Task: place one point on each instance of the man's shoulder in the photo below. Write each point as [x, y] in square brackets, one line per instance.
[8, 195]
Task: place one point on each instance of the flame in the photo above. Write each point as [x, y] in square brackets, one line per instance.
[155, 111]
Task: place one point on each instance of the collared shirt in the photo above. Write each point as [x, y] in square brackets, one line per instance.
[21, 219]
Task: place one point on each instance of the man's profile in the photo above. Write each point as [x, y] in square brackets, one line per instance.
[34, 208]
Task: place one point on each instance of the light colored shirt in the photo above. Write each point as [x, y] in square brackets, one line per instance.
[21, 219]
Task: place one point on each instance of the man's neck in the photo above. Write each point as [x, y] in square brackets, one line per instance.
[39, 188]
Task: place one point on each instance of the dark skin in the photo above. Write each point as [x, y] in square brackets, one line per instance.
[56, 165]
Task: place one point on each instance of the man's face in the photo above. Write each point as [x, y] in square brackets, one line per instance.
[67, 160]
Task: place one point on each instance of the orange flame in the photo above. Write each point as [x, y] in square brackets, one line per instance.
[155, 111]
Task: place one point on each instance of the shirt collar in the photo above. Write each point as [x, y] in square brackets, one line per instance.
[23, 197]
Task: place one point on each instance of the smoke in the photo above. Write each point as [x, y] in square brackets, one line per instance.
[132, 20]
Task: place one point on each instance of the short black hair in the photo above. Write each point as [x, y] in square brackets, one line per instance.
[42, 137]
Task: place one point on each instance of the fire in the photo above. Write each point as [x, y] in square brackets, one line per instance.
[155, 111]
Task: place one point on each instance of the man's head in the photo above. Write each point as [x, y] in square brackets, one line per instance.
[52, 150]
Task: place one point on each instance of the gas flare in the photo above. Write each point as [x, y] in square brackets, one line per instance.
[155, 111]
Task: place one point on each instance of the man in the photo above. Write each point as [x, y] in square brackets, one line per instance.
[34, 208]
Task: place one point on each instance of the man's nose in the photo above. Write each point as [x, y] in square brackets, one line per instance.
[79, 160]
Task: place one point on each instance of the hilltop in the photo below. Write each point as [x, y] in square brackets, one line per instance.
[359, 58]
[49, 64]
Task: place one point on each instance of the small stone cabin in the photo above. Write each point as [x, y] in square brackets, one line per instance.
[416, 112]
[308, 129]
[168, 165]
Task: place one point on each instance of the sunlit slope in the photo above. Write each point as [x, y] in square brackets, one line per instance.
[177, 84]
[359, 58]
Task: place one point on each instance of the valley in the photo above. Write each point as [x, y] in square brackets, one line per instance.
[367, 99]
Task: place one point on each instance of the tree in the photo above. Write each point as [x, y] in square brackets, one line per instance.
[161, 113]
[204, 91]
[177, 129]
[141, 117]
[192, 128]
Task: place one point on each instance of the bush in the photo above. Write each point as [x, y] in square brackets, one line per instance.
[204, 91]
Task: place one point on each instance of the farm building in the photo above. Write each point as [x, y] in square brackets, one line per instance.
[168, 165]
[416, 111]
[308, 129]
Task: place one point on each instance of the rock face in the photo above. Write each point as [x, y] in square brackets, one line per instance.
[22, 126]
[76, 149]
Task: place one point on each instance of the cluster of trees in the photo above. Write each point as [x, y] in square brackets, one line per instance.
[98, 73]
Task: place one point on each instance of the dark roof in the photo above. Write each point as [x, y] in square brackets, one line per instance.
********
TASK: Copy out every line from the one containing "Task: place one point on each instance of the man's nose" to the end of the material, both ends included.

ANSWER BELOW:
Task: place one point on each instance of the man's nose in the photo above. Write each point as [x, y] in square brackets, one line per instance.
[79, 160]
Task: place one point on each instance of the hilltop in the photo below. Write each point as [x, y] in square brackets, one line per instance.
[359, 58]
[49, 64]
Task: place one point on each instance of the small stone cabin in the photo above. Write each point as [x, y] in square brackets, one line per instance.
[416, 112]
[308, 129]
[168, 165]
Task: place one point on each instance of the sunlit slope in the photo above. Write each point as [x, y] in square brackets, one line per instance.
[177, 84]
[359, 58]
Task: place one point on each instance of the valley in the photo above. Write each point as [x, y] in square brackets, one line per instance.
[367, 99]
Task: place one point on each instance of the tree in the photo above. Write each point as [x, y] in square brackets, one line per instance.
[161, 113]
[204, 91]
[177, 129]
[141, 117]
[192, 128]
Task: place one point on each instance of the bush in the photo above. Write each point as [x, y] in square brackets, one line per instance.
[204, 91]
Task: place one point on each instance of the farm building in the photo above. Write each point as [x, y] in square brackets, one line per instance.
[168, 165]
[416, 111]
[308, 129]
Task: place one point on each instance of the rock face in the photo above. Write each point as [x, y] in square brackets, one line per instance.
[22, 126]
[76, 149]
Task: place one point on each instance of the cluster of trees in the photo above. Write each point as [x, y] in square brackets, one line per instance.
[98, 73]
Task: place one point on each instance of the dark roof in the photo above. Write each point as [x, y] in square brackets, one line per instance.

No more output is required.